__Brief__.
Please rescale the material below by repeating every line, requests included, with each x and y coordinate in the answers multiplied by 1.95 and rounded to a whole number, halves going up. Numbers in the requests and their format samples stay as they are.

***

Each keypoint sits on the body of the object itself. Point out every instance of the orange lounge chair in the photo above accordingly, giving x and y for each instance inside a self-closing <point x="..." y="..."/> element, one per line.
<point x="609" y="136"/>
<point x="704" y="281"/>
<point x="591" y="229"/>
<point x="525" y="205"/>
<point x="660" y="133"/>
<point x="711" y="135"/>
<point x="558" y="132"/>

***

__Task response__.
Each keypoint sits on the body of the object itself. Point out every instance of the orange lounge chair in the photo above accordingly, giving x and y for each instance inside a self-closing <point x="..." y="..."/> element, one per line.
<point x="1188" y="265"/>
<point x="1373" y="548"/>
<point x="1152" y="447"/>
<point x="1024" y="400"/>
<point x="1287" y="259"/>
<point x="1386" y="263"/>
<point x="1088" y="257"/>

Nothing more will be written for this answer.